Landlord’s alternative grounds of opposition
[20] For the landlord, Mr Riches submitted that the application should also be dismissed for other reasons namely:
1. The lease properly construed imposes, in relation to the outgoings (as
well as rent), a “pay now argue later” regime.
2. The underlying basis of the lessee’s cross-demand – the proposition that the nearby competing business amounts to a derogation of grant – is untenable.
[21] By reason of my conclusion that the application must be dismissed for other reasons it is unnecessary that I reach any conclusion on these two grounds of opposition. I deliberately refrain from doing so in relation to the second alternative given that that issue may fall for determination in the arbitration. The first alternative (“pay now argue later”) is one which I recognise as having force. Given, however, that the relationship between relevant clauses of the lease is not straight- forward, I also refrain from expressing a concluded view as to the correct construction.

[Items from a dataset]
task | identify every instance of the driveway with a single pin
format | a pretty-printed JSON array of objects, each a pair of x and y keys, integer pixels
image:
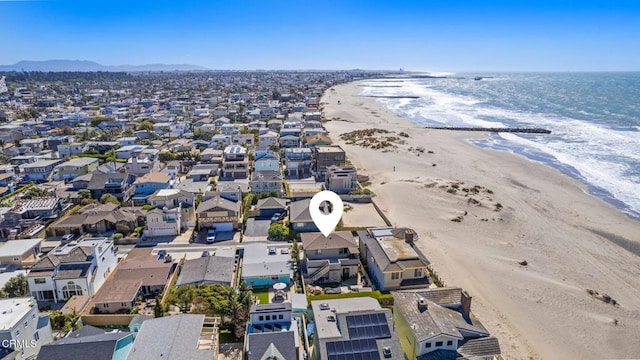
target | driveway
[{"x": 257, "y": 228}]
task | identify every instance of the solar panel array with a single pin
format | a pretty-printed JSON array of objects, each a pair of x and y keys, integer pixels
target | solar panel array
[
  {"x": 368, "y": 326},
  {"x": 352, "y": 350}
]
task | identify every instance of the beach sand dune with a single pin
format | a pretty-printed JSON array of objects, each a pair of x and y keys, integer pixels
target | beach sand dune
[{"x": 568, "y": 240}]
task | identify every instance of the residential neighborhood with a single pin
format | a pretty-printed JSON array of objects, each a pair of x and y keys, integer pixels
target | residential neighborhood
[{"x": 166, "y": 216}]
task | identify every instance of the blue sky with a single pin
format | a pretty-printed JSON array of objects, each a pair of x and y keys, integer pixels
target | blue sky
[{"x": 437, "y": 35}]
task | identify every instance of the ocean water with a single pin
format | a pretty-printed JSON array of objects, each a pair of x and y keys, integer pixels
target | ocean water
[{"x": 594, "y": 120}]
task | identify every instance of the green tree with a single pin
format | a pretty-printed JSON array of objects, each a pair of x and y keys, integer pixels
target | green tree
[
  {"x": 295, "y": 252},
  {"x": 105, "y": 198},
  {"x": 278, "y": 231},
  {"x": 16, "y": 286},
  {"x": 182, "y": 297},
  {"x": 64, "y": 322}
]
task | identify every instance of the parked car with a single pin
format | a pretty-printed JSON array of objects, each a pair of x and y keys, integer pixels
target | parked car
[
  {"x": 211, "y": 236},
  {"x": 68, "y": 237},
  {"x": 276, "y": 217}
]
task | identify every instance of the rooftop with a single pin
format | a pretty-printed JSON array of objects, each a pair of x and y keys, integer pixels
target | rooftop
[
  {"x": 13, "y": 310},
  {"x": 82, "y": 161}
]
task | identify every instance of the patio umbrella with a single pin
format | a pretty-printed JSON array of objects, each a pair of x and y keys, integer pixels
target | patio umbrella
[{"x": 279, "y": 286}]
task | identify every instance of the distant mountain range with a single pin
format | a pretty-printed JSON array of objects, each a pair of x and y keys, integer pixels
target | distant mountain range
[{"x": 84, "y": 65}]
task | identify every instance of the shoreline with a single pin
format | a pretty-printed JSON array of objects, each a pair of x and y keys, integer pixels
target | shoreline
[{"x": 569, "y": 238}]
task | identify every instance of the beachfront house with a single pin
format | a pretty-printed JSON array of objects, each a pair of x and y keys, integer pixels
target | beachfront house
[
  {"x": 333, "y": 258},
  {"x": 300, "y": 218},
  {"x": 75, "y": 167},
  {"x": 325, "y": 156},
  {"x": 75, "y": 268},
  {"x": 341, "y": 179},
  {"x": 392, "y": 260},
  {"x": 355, "y": 328},
  {"x": 438, "y": 323},
  {"x": 40, "y": 171}
]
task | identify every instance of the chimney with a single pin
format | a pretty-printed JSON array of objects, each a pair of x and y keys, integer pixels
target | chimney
[
  {"x": 409, "y": 234},
  {"x": 422, "y": 304},
  {"x": 465, "y": 301}
]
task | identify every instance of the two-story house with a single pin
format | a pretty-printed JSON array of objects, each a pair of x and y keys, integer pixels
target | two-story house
[
  {"x": 356, "y": 328},
  {"x": 341, "y": 179},
  {"x": 219, "y": 213},
  {"x": 75, "y": 167},
  {"x": 439, "y": 321},
  {"x": 28, "y": 212},
  {"x": 300, "y": 218},
  {"x": 72, "y": 149},
  {"x": 325, "y": 156},
  {"x": 119, "y": 185},
  {"x": 333, "y": 258},
  {"x": 172, "y": 212},
  {"x": 272, "y": 332},
  {"x": 140, "y": 164},
  {"x": 298, "y": 162},
  {"x": 392, "y": 260},
  {"x": 76, "y": 268},
  {"x": 148, "y": 184},
  {"x": 235, "y": 163},
  {"x": 40, "y": 171}
]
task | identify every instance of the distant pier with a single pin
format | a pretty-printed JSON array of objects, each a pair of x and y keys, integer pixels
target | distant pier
[{"x": 511, "y": 130}]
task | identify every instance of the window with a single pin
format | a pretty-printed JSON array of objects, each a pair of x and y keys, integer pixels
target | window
[{"x": 71, "y": 289}]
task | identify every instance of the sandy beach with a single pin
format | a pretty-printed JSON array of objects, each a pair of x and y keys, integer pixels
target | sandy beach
[{"x": 482, "y": 213}]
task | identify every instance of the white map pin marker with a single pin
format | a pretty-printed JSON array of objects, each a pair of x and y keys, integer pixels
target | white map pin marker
[{"x": 326, "y": 223}]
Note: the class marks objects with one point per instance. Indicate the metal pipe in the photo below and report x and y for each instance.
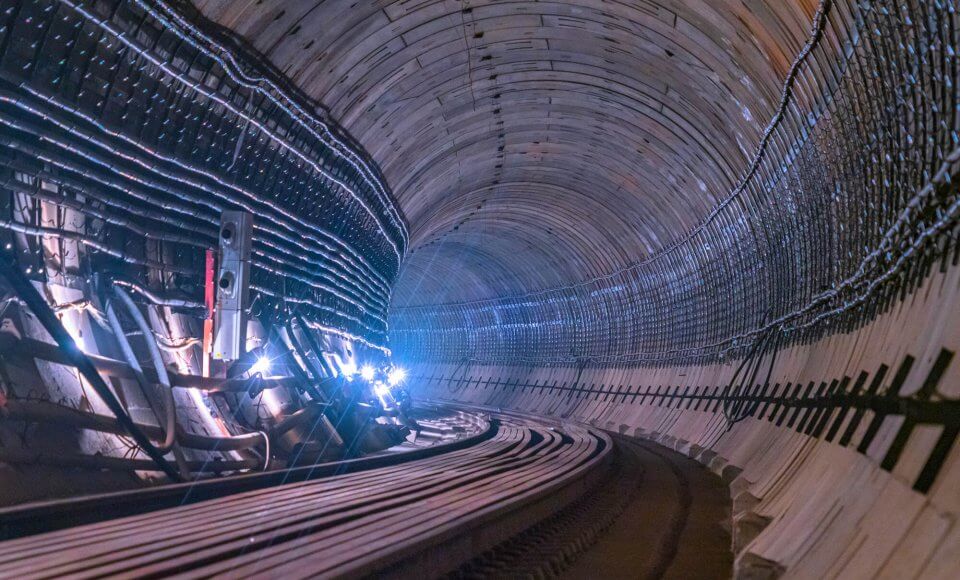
(25, 290)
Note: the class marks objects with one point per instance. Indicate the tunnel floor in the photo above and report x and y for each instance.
(659, 514)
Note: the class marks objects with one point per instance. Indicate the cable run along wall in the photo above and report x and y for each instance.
(151, 127)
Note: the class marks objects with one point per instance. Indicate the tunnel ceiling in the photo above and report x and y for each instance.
(534, 143)
(637, 182)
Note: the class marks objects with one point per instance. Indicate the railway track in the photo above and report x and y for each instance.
(404, 518)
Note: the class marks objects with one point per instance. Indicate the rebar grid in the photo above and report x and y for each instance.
(848, 205)
(149, 126)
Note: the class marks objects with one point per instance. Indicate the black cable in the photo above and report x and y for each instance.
(38, 305)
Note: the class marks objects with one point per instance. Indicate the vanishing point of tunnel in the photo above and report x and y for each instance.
(480, 289)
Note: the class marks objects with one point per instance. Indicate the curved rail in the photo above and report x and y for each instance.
(436, 512)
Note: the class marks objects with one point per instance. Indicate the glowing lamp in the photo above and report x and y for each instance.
(367, 372)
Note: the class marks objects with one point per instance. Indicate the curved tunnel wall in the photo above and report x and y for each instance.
(156, 127)
(845, 203)
(726, 226)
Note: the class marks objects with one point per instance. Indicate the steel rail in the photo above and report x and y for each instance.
(463, 497)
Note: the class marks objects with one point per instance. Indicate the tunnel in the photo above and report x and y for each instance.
(479, 288)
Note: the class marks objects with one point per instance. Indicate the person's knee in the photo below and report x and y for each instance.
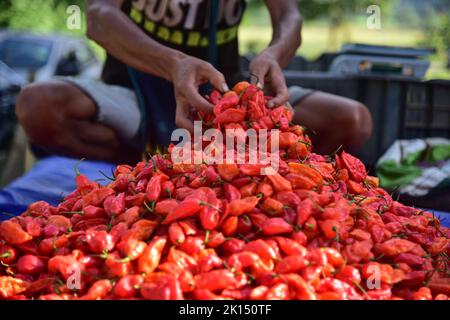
(356, 121)
(40, 111)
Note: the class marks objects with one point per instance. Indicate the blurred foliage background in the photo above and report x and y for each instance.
(327, 24)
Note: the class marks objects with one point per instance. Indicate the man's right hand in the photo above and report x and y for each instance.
(187, 74)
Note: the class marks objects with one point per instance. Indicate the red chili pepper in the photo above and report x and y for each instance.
(209, 217)
(84, 185)
(187, 208)
(181, 259)
(149, 260)
(99, 241)
(96, 197)
(128, 286)
(30, 264)
(355, 167)
(249, 189)
(8, 254)
(189, 226)
(231, 192)
(279, 291)
(265, 189)
(228, 171)
(215, 280)
(229, 226)
(241, 206)
(272, 206)
(114, 205)
(10, 286)
(176, 234)
(215, 239)
(244, 225)
(114, 266)
(291, 264)
(99, 290)
(279, 183)
(275, 226)
(130, 216)
(349, 274)
(193, 245)
(13, 233)
(153, 191)
(133, 249)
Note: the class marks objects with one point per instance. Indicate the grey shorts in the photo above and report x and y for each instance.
(117, 107)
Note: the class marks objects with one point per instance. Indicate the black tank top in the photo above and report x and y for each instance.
(183, 25)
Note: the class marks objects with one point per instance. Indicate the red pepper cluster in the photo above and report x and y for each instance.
(320, 228)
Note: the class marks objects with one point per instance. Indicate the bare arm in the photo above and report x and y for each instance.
(286, 25)
(286, 38)
(117, 34)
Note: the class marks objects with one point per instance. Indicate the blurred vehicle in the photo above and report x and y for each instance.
(41, 57)
(10, 84)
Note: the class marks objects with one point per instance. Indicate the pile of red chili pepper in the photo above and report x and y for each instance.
(320, 228)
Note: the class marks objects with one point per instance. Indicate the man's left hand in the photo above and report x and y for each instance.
(266, 71)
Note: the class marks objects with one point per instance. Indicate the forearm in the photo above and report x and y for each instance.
(286, 25)
(113, 30)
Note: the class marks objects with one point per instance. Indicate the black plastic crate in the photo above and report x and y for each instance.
(401, 108)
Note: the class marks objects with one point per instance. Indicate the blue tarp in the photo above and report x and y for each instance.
(54, 177)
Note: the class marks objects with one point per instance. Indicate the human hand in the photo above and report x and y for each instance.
(187, 75)
(266, 71)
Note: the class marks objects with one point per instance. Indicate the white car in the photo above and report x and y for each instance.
(41, 57)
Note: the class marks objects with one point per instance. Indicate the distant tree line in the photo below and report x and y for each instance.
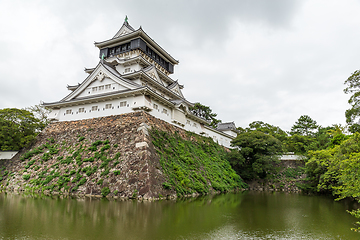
(19, 127)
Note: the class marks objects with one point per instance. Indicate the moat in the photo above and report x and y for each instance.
(247, 215)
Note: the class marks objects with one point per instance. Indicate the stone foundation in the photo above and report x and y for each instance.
(139, 172)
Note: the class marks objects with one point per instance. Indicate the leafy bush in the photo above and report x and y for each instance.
(191, 164)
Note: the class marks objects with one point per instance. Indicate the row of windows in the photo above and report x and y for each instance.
(189, 123)
(96, 108)
(100, 88)
(119, 49)
(156, 107)
(156, 57)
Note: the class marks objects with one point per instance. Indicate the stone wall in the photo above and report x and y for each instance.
(138, 173)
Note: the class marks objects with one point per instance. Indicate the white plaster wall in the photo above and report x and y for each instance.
(133, 68)
(137, 102)
(158, 113)
(114, 87)
(101, 112)
(231, 133)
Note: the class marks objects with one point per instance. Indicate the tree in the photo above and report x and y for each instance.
(304, 126)
(18, 128)
(206, 113)
(40, 113)
(267, 128)
(353, 87)
(256, 154)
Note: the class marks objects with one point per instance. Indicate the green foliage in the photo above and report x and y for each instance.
(31, 153)
(206, 113)
(134, 194)
(256, 154)
(269, 129)
(105, 191)
(353, 87)
(334, 170)
(194, 165)
(304, 126)
(18, 128)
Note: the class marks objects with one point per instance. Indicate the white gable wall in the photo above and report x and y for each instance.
(128, 69)
(105, 86)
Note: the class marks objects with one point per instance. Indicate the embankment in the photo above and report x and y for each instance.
(124, 156)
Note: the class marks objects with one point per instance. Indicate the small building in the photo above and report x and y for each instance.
(133, 74)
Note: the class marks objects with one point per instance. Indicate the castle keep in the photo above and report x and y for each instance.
(133, 74)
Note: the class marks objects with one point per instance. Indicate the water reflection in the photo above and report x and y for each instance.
(230, 216)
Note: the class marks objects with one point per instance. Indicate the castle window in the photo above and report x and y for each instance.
(123, 104)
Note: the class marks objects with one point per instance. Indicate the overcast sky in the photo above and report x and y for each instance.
(249, 60)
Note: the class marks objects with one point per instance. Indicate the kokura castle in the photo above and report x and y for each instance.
(133, 74)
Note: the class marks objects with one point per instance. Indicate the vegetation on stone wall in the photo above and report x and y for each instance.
(67, 172)
(195, 165)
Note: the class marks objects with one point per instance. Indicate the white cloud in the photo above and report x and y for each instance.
(248, 60)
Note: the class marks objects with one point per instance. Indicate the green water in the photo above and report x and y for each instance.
(249, 215)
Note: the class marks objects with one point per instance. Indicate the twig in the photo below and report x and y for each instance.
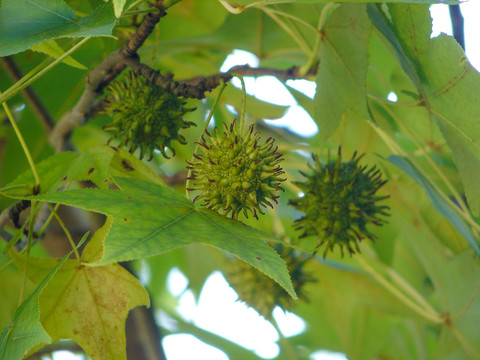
(30, 95)
(100, 76)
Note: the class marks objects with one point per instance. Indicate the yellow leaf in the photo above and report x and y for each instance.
(90, 305)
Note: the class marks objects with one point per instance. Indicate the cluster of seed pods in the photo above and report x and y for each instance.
(144, 116)
(236, 174)
(340, 202)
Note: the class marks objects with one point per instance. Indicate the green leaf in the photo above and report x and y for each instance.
(24, 23)
(25, 331)
(437, 201)
(412, 26)
(241, 4)
(380, 21)
(98, 163)
(341, 79)
(51, 48)
(118, 7)
(51, 171)
(450, 81)
(258, 109)
(150, 219)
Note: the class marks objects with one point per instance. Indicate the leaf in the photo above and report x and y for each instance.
(98, 163)
(24, 23)
(341, 79)
(51, 171)
(450, 83)
(150, 219)
(118, 7)
(51, 48)
(258, 109)
(242, 4)
(412, 26)
(26, 331)
(88, 304)
(463, 293)
(437, 201)
(379, 20)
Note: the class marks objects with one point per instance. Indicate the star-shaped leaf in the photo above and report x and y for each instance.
(150, 219)
(88, 304)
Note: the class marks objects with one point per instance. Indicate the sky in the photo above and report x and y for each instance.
(217, 310)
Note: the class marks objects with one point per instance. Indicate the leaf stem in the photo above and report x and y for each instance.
(6, 94)
(427, 313)
(432, 163)
(321, 22)
(244, 102)
(399, 151)
(23, 143)
(27, 255)
(284, 342)
(47, 222)
(42, 72)
(300, 42)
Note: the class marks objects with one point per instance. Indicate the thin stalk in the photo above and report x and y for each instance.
(393, 103)
(469, 349)
(405, 286)
(287, 15)
(5, 265)
(244, 102)
(23, 143)
(27, 255)
(284, 342)
(13, 187)
(399, 151)
(49, 220)
(294, 27)
(303, 45)
(38, 75)
(27, 76)
(321, 22)
(425, 313)
(65, 230)
(210, 115)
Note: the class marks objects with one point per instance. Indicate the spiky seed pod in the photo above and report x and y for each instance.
(262, 293)
(340, 202)
(236, 173)
(145, 116)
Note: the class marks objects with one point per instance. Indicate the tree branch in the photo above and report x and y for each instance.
(100, 76)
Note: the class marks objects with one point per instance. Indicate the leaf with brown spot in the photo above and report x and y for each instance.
(89, 305)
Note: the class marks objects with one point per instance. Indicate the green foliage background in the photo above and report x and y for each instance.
(411, 294)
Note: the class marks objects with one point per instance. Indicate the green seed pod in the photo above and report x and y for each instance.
(233, 175)
(340, 202)
(262, 293)
(145, 116)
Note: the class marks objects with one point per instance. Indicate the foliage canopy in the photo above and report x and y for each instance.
(412, 293)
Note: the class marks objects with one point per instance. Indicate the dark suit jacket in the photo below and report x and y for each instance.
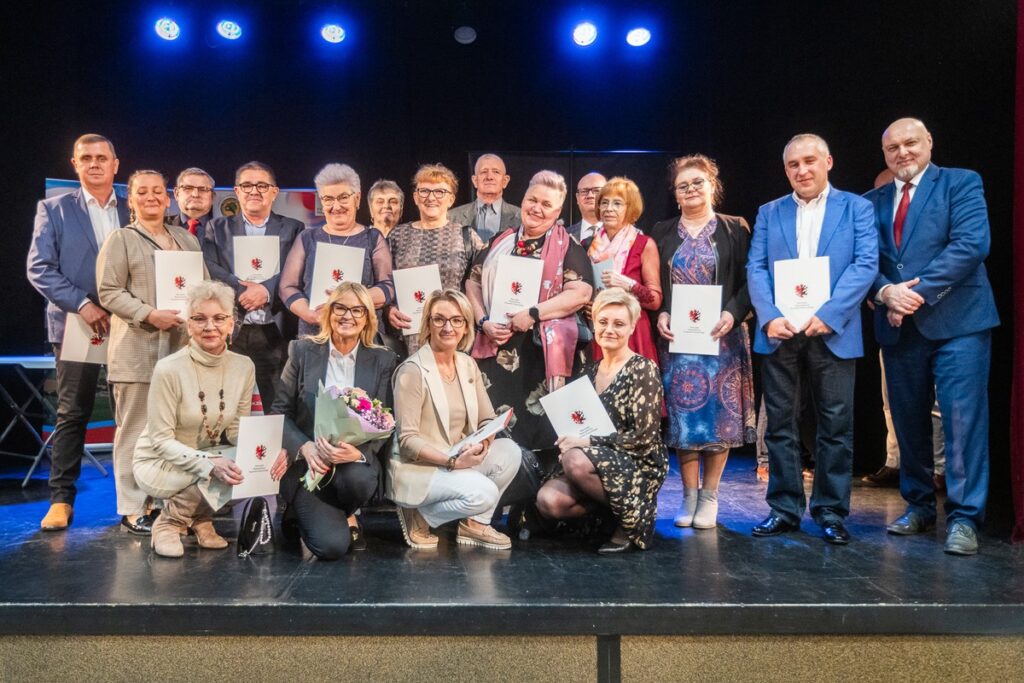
(218, 252)
(732, 241)
(300, 380)
(945, 241)
(61, 263)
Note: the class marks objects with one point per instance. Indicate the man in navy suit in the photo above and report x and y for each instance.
(934, 326)
(815, 220)
(263, 327)
(61, 265)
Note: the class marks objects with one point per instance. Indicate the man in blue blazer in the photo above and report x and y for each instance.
(934, 327)
(815, 220)
(61, 265)
(263, 326)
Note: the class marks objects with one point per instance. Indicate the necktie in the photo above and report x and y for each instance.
(904, 206)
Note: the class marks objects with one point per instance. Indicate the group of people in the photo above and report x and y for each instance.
(180, 380)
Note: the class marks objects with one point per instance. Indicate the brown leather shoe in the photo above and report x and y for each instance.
(485, 537)
(416, 529)
(57, 518)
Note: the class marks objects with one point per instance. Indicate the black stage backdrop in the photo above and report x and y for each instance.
(733, 80)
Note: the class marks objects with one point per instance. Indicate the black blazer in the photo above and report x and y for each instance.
(306, 368)
(732, 241)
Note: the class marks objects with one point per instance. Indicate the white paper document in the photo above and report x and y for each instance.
(259, 443)
(257, 258)
(599, 267)
(81, 344)
(335, 264)
(176, 271)
(517, 286)
(695, 310)
(486, 431)
(576, 410)
(412, 287)
(802, 285)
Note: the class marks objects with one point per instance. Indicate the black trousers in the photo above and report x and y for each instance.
(265, 347)
(323, 514)
(76, 397)
(808, 359)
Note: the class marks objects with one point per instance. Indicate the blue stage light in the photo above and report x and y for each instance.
(638, 37)
(333, 33)
(229, 30)
(167, 29)
(585, 34)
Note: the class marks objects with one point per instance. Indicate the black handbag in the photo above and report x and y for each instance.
(256, 532)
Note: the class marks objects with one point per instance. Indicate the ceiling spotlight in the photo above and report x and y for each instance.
(638, 37)
(229, 30)
(333, 33)
(585, 34)
(167, 29)
(465, 35)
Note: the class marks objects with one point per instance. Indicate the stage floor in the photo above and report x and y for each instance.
(96, 580)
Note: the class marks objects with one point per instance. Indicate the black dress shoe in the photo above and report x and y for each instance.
(773, 525)
(358, 538)
(614, 548)
(141, 525)
(835, 532)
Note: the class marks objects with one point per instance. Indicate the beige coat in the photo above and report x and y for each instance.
(174, 450)
(126, 282)
(422, 414)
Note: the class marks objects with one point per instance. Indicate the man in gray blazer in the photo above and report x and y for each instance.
(489, 213)
(587, 190)
(194, 194)
(263, 327)
(61, 265)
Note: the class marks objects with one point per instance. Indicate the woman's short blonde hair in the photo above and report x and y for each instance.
(628, 190)
(616, 296)
(363, 294)
(210, 290)
(435, 173)
(465, 309)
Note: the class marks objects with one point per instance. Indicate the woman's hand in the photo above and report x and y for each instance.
(164, 318)
(226, 471)
(568, 442)
(337, 455)
(520, 322)
(723, 327)
(665, 327)
(312, 458)
(498, 333)
(280, 466)
(398, 319)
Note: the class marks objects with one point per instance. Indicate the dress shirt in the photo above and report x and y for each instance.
(341, 368)
(260, 315)
(810, 216)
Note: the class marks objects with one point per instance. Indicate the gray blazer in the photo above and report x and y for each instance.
(61, 263)
(467, 214)
(306, 368)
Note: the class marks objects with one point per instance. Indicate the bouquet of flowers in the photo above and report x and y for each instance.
(347, 416)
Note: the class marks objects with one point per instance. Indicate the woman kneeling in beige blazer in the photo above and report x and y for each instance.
(440, 398)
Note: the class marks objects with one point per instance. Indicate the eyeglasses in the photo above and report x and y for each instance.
(329, 201)
(696, 184)
(458, 323)
(423, 193)
(261, 187)
(340, 309)
(202, 321)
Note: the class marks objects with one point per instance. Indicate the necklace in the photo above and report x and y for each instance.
(213, 433)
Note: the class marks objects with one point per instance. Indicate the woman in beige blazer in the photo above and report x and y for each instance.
(440, 398)
(140, 334)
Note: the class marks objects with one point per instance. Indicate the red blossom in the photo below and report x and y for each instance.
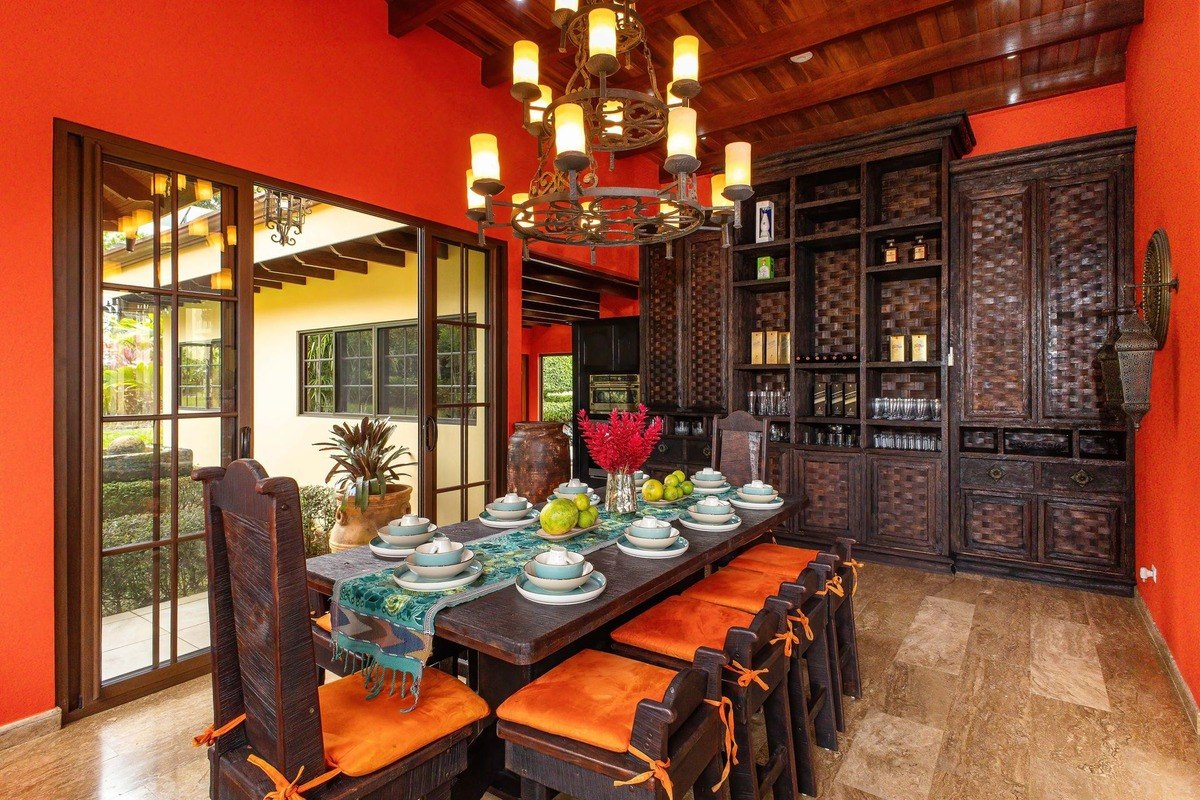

DIRECTION 1: Repeat the passage of the ruling on the landlord's alternative grounds, from "[21] By reason" up to and including "the correct construction.".
DIRECTION 2: Go on with the ruling on the landlord's alternative grounds of opposition from the point where it stops.

EXERCISE RESPONSE 1:
[21] By reason of my conclusion that the application must be dismissed for other reasons it is unnecessary that I reach any conclusion on these two grounds of opposition. I deliberately refrain from doing so in relation to the second alternative given that that issue may fall for determination in the arbitration. The first alternative (“pay now argue later”) is one which I recognise as having force. Given, however, that the relationship between relevant clauses of the lease is not straight- forward, I also refrain from expressing a concluded view as to the correct construction.

EXERCISE RESPONSE 2:
Outcome
[22] The application falls to be dismissed. Counsel accepted that costs would follow the event on a 2B basis, which I view as appropriate. There will be the usual direction extending time for payment of the demand.
Order
[23] I order:
1. The application is dismissed.
2. The applicant is to pay the respondent’s costs on a 2B basis together with disbursements to be fixed by the Registrar.
3. The time for the applicant to make payment upon the statutory demand is extended to Friday, 10 May 2013, and failing payment by that date the respondents will be entitled to file an application for an order of
liquidation.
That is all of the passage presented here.